• [What you are asked to do]
When you reach the entries, transcribe each one exactly.

• [Record extracts]
_ _ _ _ _ _ _

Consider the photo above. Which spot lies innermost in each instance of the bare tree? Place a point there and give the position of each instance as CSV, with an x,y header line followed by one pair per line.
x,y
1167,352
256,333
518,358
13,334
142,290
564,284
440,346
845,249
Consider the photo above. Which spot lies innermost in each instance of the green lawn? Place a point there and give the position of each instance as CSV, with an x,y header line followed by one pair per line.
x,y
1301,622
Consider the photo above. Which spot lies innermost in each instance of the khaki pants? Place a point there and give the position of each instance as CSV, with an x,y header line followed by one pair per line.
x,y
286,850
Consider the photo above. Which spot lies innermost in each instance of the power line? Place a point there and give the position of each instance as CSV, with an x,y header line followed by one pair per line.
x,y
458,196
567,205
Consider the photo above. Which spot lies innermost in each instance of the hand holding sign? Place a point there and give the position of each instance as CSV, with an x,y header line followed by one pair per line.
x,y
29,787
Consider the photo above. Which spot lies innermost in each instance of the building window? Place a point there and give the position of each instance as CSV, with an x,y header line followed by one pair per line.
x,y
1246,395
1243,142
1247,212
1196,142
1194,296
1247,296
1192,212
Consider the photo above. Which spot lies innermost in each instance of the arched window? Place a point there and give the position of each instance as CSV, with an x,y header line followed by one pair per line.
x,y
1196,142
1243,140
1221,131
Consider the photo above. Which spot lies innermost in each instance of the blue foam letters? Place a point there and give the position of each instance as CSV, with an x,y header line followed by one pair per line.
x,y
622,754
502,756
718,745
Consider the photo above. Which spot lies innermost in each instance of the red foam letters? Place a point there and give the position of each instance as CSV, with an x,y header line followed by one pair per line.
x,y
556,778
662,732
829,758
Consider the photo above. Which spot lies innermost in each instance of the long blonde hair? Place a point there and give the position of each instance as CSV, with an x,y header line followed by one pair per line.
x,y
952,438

_ _ _ _ _ _ _

• [Response below]
Consider the photo above. Which spot lies innermost in each instance of the bare tree? Place a point there and give the position of each instance as CSV, with an x,y header line followed by one pair per line.
x,y
1167,352
256,333
518,358
13,334
142,290
564,284
440,346
845,249
Consider the photo above. Which spot lies innermost in each instance of the green lawn? Place a point there and give the position of each instance as CSV, with an x,y header line followed by one pair per line.
x,y
1301,622
Consider the photo above. Which spot lies innermost in each instance of the khaki pants? Place a point there and give the position of each instance as CSV, with an x,y header line followed by one pair per line.
x,y
286,850
Consider the photo above. Which spot lies innermost in each instance of the power line? Place a point there and give the position of each instance as CSV, with an x,y header line followed by one pair per line.
x,y
458,196
567,205
Consider the photo above. Which spot lies innermost in each instance of the hand holding sign? Place a point there and give the position of each instance as CSV, with an x,y header line followed by one pair per line.
x,y
29,787
Consider the photo above. Which spot lies innermost in each instance of the building window? Place a point there and give the position of each instance as CSV, with an x,y header line followed by one pair per line.
x,y
1246,395
1243,142
1247,212
1196,142
1194,296
1247,296
1192,212
Consider the photo above. Which spot lies innermost in each instance of the arched window? Place a point there and give the position of each instance as CSV, with an x,y header line followed by one pair per line.
x,y
1196,142
1243,140
1221,131
Consider the photo above. Which spot lies innermost in each instance of the blue foam letters? Place a point there and give the position of each instance as CSV, with an x,y header line followed by one pair per line.
x,y
622,754
502,756
718,745
Consider the photo above. Which spot lies innermost in each instance of the red foam letters? Place a point there and give the position of each instance as CSV, with an x,y header line followed by one pair per line.
x,y
556,778
662,732
829,758
Consider the photo above. Which spot lies innermost in each instance of the long blonde hair? Place a point there and give the position of each instance as CSV, with an x,y header line followed by one pair per line.
x,y
952,438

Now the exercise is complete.